* **Dataset items**:
— Begin —
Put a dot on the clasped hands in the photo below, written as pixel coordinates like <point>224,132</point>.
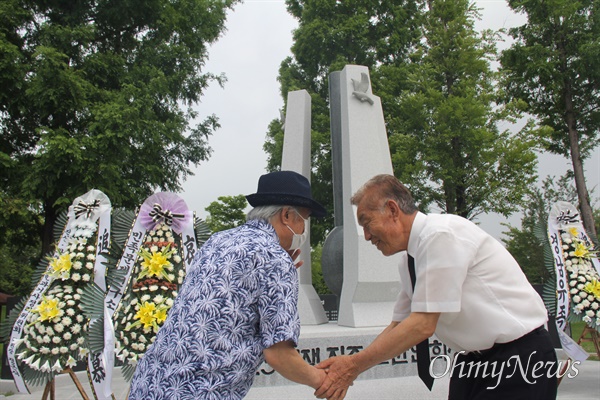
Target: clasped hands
<point>341,373</point>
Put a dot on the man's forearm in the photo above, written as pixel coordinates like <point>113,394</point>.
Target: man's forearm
<point>396,339</point>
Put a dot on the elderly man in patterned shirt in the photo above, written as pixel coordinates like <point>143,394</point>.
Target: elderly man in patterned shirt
<point>237,305</point>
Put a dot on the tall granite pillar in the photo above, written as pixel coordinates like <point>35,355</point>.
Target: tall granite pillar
<point>296,157</point>
<point>371,280</point>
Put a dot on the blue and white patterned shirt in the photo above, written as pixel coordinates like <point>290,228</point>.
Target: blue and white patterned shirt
<point>239,298</point>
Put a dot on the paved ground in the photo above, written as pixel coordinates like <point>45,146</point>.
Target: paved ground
<point>586,385</point>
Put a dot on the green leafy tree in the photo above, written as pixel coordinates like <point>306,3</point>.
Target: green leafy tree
<point>445,140</point>
<point>99,94</point>
<point>522,242</point>
<point>20,245</point>
<point>553,67</point>
<point>226,213</point>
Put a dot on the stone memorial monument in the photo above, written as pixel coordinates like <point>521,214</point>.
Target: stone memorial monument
<point>296,157</point>
<point>360,150</point>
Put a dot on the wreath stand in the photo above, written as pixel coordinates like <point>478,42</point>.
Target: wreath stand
<point>49,389</point>
<point>590,335</point>
<point>594,337</point>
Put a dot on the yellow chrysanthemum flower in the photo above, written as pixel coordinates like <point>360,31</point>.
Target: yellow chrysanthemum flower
<point>61,264</point>
<point>573,231</point>
<point>48,309</point>
<point>146,314</point>
<point>155,263</point>
<point>581,250</point>
<point>593,288</point>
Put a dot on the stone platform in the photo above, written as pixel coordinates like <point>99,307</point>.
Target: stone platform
<point>395,379</point>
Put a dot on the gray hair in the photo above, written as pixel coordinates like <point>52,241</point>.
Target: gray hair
<point>264,213</point>
<point>387,187</point>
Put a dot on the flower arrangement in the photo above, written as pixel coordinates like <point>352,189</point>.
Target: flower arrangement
<point>584,281</point>
<point>158,271</point>
<point>55,335</point>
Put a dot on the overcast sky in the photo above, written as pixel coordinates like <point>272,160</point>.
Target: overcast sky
<point>258,38</point>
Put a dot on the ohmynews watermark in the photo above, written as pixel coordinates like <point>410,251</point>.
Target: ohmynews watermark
<point>505,369</point>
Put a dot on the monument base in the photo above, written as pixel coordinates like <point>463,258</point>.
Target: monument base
<point>320,342</point>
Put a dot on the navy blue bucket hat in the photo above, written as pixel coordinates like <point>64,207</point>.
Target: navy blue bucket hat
<point>286,188</point>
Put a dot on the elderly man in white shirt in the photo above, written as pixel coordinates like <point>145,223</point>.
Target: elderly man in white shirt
<point>461,284</point>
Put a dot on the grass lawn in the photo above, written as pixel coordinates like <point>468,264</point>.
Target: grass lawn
<point>576,329</point>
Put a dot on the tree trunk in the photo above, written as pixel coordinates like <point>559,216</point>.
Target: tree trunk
<point>587,216</point>
<point>49,220</point>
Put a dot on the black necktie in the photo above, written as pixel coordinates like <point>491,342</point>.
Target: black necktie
<point>423,360</point>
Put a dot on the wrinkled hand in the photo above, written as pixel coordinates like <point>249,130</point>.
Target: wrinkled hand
<point>295,254</point>
<point>341,372</point>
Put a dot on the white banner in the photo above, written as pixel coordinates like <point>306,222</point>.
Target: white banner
<point>564,216</point>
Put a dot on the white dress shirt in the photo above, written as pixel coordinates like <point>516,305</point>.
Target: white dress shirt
<point>471,279</point>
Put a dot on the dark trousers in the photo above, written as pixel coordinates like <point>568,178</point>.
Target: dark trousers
<point>525,368</point>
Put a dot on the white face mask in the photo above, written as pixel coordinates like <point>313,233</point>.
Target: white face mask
<point>298,240</point>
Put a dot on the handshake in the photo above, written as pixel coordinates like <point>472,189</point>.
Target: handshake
<point>335,375</point>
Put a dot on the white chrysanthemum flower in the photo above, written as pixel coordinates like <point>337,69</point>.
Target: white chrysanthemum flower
<point>45,367</point>
<point>585,303</point>
<point>57,367</point>
<point>71,362</point>
<point>36,364</point>
<point>158,298</point>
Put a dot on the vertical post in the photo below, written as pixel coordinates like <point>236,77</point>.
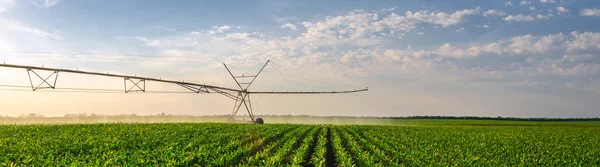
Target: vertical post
<point>30,82</point>
<point>125,84</point>
<point>257,74</point>
<point>55,79</point>
<point>232,76</point>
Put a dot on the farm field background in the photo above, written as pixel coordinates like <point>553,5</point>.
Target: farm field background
<point>406,143</point>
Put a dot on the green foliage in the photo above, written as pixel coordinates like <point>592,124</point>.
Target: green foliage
<point>216,144</point>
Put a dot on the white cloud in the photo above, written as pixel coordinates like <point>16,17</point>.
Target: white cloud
<point>388,9</point>
<point>290,26</point>
<point>46,4</point>
<point>442,18</point>
<point>519,17</point>
<point>493,13</point>
<point>591,12</point>
<point>17,26</point>
<point>547,1</point>
<point>524,2</point>
<point>584,41</point>
<point>561,10</point>
<point>5,5</point>
<point>450,51</point>
<point>539,16</point>
<point>221,29</point>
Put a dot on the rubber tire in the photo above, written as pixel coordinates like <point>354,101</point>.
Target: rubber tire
<point>259,121</point>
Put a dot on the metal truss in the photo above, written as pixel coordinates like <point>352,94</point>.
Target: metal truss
<point>45,81</point>
<point>139,86</point>
<point>241,96</point>
<point>195,89</point>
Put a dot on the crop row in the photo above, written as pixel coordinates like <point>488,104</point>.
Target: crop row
<point>213,144</point>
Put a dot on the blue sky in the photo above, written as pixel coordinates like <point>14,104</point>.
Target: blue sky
<point>536,58</point>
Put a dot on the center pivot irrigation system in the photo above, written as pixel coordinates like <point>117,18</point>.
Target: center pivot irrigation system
<point>138,84</point>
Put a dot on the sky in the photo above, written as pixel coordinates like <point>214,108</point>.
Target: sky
<point>518,58</point>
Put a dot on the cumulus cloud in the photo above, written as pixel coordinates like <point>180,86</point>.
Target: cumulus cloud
<point>221,29</point>
<point>290,26</point>
<point>388,9</point>
<point>493,13</point>
<point>519,17</point>
<point>584,41</point>
<point>591,12</point>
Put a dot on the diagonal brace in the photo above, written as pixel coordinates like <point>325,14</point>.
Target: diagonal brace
<point>138,86</point>
<point>194,89</point>
<point>44,80</point>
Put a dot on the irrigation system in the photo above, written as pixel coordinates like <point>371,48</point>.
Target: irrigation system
<point>240,95</point>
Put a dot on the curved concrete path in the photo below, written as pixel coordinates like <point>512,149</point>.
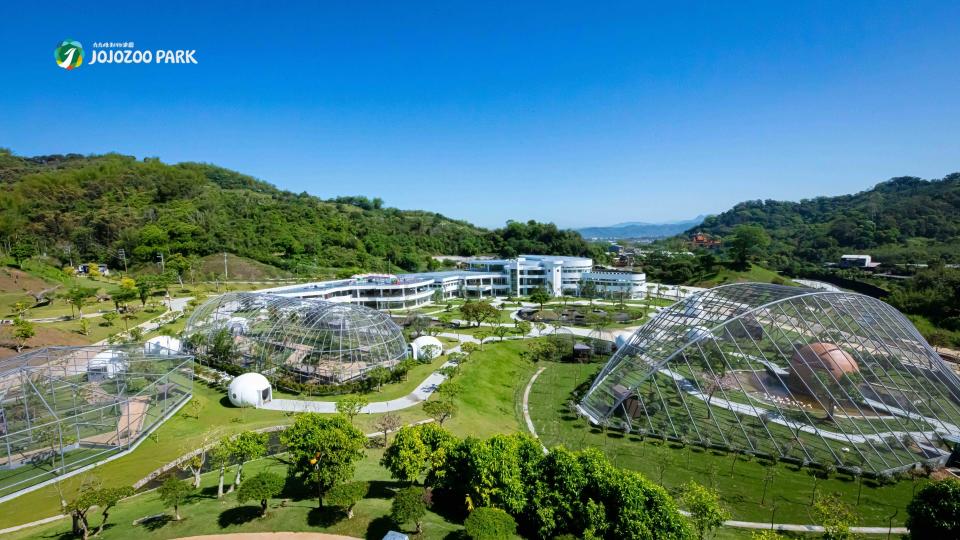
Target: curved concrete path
<point>420,394</point>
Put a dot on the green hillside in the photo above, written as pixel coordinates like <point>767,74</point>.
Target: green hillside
<point>90,207</point>
<point>902,220</point>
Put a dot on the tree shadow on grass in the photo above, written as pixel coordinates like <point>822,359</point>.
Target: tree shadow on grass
<point>157,522</point>
<point>238,516</point>
<point>379,489</point>
<point>379,528</point>
<point>324,517</point>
— End —
* **What the task requires**: Please copy all of the data above word for word, leaving out the pictures.

* **Output below**:
Put a dot on the clasped hands in the photo below, written as pixel coordinates like <point>224,132</point>.
Target: clasped hands
<point>341,373</point>
Put a dot on the man's forearm in the photo above, written as pixel coordinates like <point>113,394</point>.
Target: man's forearm
<point>396,339</point>
Put a dot on the elderly man in patterned shirt in the photo above, written as pixel coordinates like <point>143,394</point>.
Target: elderly man in patterned shirt
<point>237,305</point>
Put a dot on the tall granite pillar in the photo above, written as pixel coordinates like <point>35,355</point>.
Target: tall granite pillar
<point>296,157</point>
<point>371,280</point>
Put a dot on the blue and white patterned shirt in the photo above, written as pixel coordinates like <point>290,228</point>.
Target: blue and white patterned shirt
<point>239,298</point>
Put a dot on the paved ground in the photo above, written as pixel coordinates like <point>45,146</point>.
Target: paved ground
<point>586,385</point>
Put a dot on the green leafy tree in the photo above, written as pixel coordinates like <point>306,3</point>.
Target: green leafy tree
<point>445,140</point>
<point>99,94</point>
<point>522,242</point>
<point>20,245</point>
<point>553,67</point>
<point>226,213</point>
Put a dot on the stone memorial monument in the photo above, written as pixel coordinates like <point>521,214</point>.
Target: stone memorial monument
<point>296,157</point>
<point>360,150</point>
Put a dot on the wreath stand in the photo above, written as pixel coordinates like <point>478,42</point>.
Target: wreath stand
<point>49,389</point>
<point>590,335</point>
<point>594,337</point>
Put a dot on the yellow chrysanthemum flower in the photo above, written as pixel coordinates like <point>360,31</point>.
Target: yellow chrysanthemum flower
<point>61,264</point>
<point>573,231</point>
<point>48,309</point>
<point>146,314</point>
<point>155,263</point>
<point>581,250</point>
<point>593,288</point>
Put a dot on the stone platform in the photo above, written as pixel coordinates like <point>99,307</point>.
Target: stone platform
<point>395,379</point>
Put a dot on the gray hair in the photo above, written as pixel coordinates like <point>52,241</point>.
Target: gray hair
<point>264,213</point>
<point>387,187</point>
Put a dot on the flower arrangement in the photo above, written as pixel coordinates like <point>352,189</point>.
Target: flower arrangement
<point>584,281</point>
<point>158,271</point>
<point>55,335</point>
Put a dot on the overcast sky in the photo above, written as pixel coordinates like <point>272,160</point>.
Target: overcast sky
<point>258,38</point>
Put a dot on the ohmynews watermark in the photo above, written as pixel coordinates like <point>410,251</point>.
Target: ohmynews watermark
<point>505,369</point>
Put a dot on the monument base in the photo above, written as pixel coordinates like <point>463,258</point>.
Target: monument base
<point>320,342</point>
Put a dot on the navy blue bucket hat in the photo above, written as pixel coordinates like <point>64,207</point>.
Target: navy blue bucket hat
<point>286,188</point>
Put a dot on the elderly man in white shirt in the photo above, written as pixel coordinates like <point>145,223</point>.
Target: elderly man in white shirt
<point>461,284</point>
Put a dot on the grass lawn in the photo above, written as pixel coordinates like <point>468,264</point>.
Target: grass lawn
<point>576,329</point>
Put a dot on the tree trunk in the photo above, written as pixel coordinates like <point>559,216</point>.
Target: tree trunk
<point>587,216</point>
<point>49,220</point>
Put a dot on the black necktie in the photo above, written as pixel coordinates like <point>491,342</point>.
Target: black necktie
<point>423,360</point>
Put a dot on the wrinkled hand in the photo above, written as pixel coordinates like <point>249,130</point>.
Target: wrinkled hand
<point>295,254</point>
<point>341,372</point>
Put a dot on the white banner in the photo above, written as pixel coordinates like <point>306,222</point>.
Target: white banner
<point>564,216</point>
Put a dot on the white dress shirt in the photo above, written as pixel coordinates like <point>516,305</point>.
Target: white dress shirt
<point>471,279</point>
Put a dot on the dark trousers in the photo above, written as pixel coordinates like <point>568,178</point>.
Target: dark trousers
<point>525,368</point>
Put a dot on the white face mask in the photo above, written as pixel coordinates like <point>313,233</point>.
Target: white face mask
<point>298,240</point>
Put a dot on the handshake in the photo above, written as pixel coordinates like <point>472,189</point>.
Target: handshake
<point>335,375</point>
Put a dot on the white chrysanthemum flower in the photo above, written as pixel coordinates like <point>337,69</point>.
Target: white chrysanthemum flower
<point>45,367</point>
<point>585,303</point>
<point>57,367</point>
<point>71,362</point>
<point>36,364</point>
<point>158,298</point>
Put a dot on the vertical post in the photo below, written as pixel coordinates like <point>236,77</point>.
Target: vertical post
<point>30,82</point>
<point>125,84</point>
<point>257,74</point>
<point>55,79</point>
<point>232,76</point>
Put a dot on the farm field background in the photo above, written as pixel coordinates like <point>553,5</point>.
Target: farm field background
<point>406,143</point>
Put a dot on the green foliage in the photo above, written as pixel coordinates like <point>592,124</point>.
Target: green foliage
<point>216,144</point>
Put a dot on the white cloud in the photo above, written as pixel coordinates like <point>16,17</point>.
Target: white cloud
<point>388,9</point>
<point>290,26</point>
<point>46,4</point>
<point>442,18</point>
<point>519,17</point>
<point>493,13</point>
<point>591,12</point>
<point>17,26</point>
<point>547,1</point>
<point>524,2</point>
<point>584,41</point>
<point>561,10</point>
<point>5,5</point>
<point>450,51</point>
<point>539,16</point>
<point>221,29</point>
Put a dot on the rubber tire in the photo above, written as pixel coordinates like <point>354,101</point>.
Target: rubber tire
<point>259,121</point>
Put a dot on the metal truss in the photo above, written as pixel coordinates like <point>352,94</point>.
Target: metal truss
<point>45,81</point>
<point>139,86</point>
<point>241,96</point>
<point>195,89</point>
Put a dot on the crop row in the photo above, written as pixel coordinates like <point>488,104</point>.
Target: crop row
<point>213,144</point>
Put a dot on the blue sky in the photo above, written as pixel coordinates like <point>14,104</point>.
Target: blue sky
<point>536,58</point>
Put a dot on the center pivot irrigation system in the photo above, written as pixel coordinates like <point>117,18</point>.
Target: center pivot irrigation system
<point>138,84</point>
Put a dot on the sky in the photo above, written as pixel coordinates like <point>214,108</point>.
Target: sky
<point>518,58</point>
Put a dot on the cumulus cloud in the photo above, written as pixel coordinates like <point>180,86</point>.
Target: cumulus cloud
<point>221,29</point>
<point>290,26</point>
<point>388,9</point>
<point>493,13</point>
<point>519,17</point>
<point>584,41</point>
<point>591,12</point>
Put a dot on the diagonal brace in the photo above, written as pixel coordinates like <point>325,14</point>.
Target: diagonal brace
<point>138,86</point>
<point>194,89</point>
<point>44,80</point>
Put a dot on the irrigation system in the photo above, written as pixel coordinates like <point>371,48</point>.
Target: irrigation system
<point>240,95</point>
Put a dot on the curved concrete path in the photo below, written as pixel coordinates like <point>512,149</point>.
Target: curved concrete path
<point>420,394</point>
Put a dot on the green hillside in the photo above, written as pixel coordinates like <point>767,74</point>.
Target: green hillside
<point>90,207</point>
<point>902,220</point>
Put a dot on the tree shadow on grass in the photo above, written as pixel coordinates like <point>822,359</point>.
Target: tree shadow on grass
<point>157,522</point>
<point>238,516</point>
<point>379,489</point>
<point>379,528</point>
<point>324,517</point>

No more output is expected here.